◆ Records provided ◆
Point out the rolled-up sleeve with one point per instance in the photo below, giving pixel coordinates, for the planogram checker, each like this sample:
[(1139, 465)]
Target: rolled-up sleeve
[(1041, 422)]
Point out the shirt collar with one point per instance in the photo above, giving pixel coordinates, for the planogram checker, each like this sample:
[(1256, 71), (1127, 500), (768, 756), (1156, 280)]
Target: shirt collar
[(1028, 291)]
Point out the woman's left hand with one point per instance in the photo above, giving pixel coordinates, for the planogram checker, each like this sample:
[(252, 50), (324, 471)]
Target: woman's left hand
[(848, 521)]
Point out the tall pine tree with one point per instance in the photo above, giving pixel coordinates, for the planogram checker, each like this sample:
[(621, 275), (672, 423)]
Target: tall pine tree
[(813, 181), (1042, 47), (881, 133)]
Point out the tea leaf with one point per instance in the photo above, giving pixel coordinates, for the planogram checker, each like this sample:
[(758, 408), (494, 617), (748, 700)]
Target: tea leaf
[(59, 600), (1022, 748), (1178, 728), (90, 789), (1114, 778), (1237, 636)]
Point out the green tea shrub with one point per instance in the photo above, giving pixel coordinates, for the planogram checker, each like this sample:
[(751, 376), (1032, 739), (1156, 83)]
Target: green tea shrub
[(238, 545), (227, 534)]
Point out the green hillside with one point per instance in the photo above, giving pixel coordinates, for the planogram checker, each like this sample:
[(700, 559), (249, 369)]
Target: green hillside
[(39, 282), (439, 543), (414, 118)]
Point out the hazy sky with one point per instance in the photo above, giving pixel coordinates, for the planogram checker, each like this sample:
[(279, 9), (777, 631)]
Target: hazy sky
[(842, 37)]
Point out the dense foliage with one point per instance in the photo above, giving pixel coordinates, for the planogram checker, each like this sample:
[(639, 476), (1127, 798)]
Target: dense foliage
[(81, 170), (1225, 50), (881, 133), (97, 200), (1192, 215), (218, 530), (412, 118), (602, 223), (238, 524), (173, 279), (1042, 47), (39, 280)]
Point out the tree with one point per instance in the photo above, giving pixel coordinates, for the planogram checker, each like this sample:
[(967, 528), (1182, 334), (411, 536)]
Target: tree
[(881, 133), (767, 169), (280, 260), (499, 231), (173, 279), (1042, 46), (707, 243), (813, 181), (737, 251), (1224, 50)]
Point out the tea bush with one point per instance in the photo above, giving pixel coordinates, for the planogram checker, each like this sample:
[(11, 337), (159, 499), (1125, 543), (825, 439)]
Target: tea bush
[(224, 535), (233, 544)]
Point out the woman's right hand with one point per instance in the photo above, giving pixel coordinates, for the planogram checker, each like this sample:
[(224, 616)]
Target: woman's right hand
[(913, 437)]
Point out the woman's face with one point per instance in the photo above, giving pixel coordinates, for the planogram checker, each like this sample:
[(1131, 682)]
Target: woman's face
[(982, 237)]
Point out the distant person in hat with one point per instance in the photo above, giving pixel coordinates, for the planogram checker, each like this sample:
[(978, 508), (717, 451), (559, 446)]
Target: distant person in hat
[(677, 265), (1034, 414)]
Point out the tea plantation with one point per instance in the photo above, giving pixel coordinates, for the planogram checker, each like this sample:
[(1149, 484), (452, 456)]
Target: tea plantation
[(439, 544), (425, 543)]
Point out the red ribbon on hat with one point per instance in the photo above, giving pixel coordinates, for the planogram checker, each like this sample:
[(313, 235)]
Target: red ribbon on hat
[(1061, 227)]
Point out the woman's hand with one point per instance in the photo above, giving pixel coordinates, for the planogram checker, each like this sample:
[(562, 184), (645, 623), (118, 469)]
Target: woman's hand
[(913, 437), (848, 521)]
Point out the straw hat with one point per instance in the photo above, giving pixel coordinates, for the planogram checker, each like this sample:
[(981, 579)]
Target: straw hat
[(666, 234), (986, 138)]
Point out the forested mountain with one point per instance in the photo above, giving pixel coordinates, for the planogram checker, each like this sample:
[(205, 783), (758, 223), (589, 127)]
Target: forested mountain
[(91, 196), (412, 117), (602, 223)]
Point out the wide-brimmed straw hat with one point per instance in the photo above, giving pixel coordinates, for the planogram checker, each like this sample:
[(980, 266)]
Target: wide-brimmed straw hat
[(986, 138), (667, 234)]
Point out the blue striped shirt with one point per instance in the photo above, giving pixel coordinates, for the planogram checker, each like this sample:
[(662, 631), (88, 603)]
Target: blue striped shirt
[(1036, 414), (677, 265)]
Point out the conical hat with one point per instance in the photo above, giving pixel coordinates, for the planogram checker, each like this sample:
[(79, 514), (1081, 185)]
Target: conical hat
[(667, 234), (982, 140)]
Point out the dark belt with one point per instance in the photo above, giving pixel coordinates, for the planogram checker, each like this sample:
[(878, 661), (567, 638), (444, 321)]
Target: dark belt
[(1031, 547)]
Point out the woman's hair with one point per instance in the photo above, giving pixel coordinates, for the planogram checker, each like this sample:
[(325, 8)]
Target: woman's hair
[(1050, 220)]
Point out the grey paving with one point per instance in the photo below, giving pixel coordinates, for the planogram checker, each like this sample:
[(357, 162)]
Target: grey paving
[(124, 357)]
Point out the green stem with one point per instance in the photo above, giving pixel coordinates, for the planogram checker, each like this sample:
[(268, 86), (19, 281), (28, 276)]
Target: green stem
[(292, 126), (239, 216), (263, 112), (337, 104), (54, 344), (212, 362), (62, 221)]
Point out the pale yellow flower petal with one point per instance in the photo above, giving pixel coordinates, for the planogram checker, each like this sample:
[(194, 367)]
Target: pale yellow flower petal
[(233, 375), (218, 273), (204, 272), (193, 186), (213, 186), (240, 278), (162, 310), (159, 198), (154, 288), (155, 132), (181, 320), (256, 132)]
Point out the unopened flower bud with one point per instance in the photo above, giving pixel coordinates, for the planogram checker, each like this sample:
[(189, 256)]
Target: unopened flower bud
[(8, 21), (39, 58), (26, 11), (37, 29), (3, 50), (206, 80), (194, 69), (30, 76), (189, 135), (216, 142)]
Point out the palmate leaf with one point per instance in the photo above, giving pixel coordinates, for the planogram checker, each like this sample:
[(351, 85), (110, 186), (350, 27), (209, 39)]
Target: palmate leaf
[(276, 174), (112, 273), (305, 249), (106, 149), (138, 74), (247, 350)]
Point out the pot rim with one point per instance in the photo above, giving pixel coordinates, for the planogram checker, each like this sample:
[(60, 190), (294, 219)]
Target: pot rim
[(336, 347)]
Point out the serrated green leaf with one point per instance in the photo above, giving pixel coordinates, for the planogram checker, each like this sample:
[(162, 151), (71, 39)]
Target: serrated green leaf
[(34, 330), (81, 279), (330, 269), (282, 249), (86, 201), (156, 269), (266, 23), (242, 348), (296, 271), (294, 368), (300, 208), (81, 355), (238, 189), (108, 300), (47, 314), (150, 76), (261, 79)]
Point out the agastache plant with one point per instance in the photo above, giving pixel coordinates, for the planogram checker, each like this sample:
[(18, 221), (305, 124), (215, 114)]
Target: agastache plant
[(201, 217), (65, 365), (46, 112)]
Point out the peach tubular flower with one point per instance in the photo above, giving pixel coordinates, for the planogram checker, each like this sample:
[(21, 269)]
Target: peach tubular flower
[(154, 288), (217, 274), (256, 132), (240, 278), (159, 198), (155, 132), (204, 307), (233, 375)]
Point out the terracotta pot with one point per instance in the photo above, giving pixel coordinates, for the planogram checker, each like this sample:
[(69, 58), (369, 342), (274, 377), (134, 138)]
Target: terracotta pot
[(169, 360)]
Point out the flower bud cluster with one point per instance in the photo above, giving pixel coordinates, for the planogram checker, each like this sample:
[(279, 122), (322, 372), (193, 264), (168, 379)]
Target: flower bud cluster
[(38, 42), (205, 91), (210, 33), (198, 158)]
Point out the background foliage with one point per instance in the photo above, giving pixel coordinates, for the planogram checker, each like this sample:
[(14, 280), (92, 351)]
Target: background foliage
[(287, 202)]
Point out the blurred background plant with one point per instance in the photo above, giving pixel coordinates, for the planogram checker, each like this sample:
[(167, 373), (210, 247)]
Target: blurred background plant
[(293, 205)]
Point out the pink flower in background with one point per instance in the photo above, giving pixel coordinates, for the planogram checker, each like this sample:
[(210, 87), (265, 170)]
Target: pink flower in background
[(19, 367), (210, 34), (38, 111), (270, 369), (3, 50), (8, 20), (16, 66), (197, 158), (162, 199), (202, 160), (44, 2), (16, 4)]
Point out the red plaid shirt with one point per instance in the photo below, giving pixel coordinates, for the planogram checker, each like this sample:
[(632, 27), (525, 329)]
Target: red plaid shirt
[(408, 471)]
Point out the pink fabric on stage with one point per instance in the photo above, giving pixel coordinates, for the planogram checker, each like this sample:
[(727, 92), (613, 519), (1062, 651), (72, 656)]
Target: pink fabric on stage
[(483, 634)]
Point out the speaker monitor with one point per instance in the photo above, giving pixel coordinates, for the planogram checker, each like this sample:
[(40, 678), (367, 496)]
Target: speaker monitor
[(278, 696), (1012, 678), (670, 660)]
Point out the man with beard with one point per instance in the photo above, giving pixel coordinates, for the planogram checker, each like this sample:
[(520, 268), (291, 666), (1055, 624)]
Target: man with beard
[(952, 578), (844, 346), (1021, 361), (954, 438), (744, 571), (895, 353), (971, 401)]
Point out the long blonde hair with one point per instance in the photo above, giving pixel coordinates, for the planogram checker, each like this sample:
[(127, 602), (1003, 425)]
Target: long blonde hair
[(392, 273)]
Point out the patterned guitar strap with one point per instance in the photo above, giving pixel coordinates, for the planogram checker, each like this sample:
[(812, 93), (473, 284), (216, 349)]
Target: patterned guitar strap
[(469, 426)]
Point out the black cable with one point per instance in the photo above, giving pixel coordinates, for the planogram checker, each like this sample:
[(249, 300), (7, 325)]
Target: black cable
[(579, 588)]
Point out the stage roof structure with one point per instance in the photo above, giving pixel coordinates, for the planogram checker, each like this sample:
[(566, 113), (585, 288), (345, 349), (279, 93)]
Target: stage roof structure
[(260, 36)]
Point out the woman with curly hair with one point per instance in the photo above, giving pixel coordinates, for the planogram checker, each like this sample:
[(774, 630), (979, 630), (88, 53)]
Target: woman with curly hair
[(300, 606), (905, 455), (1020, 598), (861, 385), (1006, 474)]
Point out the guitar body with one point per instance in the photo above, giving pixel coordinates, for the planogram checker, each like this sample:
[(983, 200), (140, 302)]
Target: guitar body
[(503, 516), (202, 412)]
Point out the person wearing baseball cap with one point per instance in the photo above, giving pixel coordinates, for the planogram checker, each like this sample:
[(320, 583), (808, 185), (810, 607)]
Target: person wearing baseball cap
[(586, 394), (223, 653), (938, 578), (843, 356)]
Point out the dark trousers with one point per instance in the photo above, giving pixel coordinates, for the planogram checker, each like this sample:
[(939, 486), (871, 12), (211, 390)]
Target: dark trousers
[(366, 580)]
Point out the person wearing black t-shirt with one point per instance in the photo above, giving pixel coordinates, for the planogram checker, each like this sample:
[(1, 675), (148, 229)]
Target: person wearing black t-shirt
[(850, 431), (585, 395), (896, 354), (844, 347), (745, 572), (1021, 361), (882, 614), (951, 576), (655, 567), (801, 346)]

◆ What needs to be done ◆
Rewrite the lines from the one containing "Point out the flower" through the one containing "[(38, 42), (205, 91), (210, 33), (198, 158)]", inclusive, with "flower bud cluster" changed to "cluster of buds" and nothing else altered.

◆ Response below ◆
Point out the cluster of buds with one point per instance in the photo above, giving pixel coordinates, for the planogram checker, each like this sample:
[(279, 122), (322, 372), (193, 264), (168, 379)]
Target: cluster of buds
[(38, 42), (205, 91), (210, 33), (198, 158)]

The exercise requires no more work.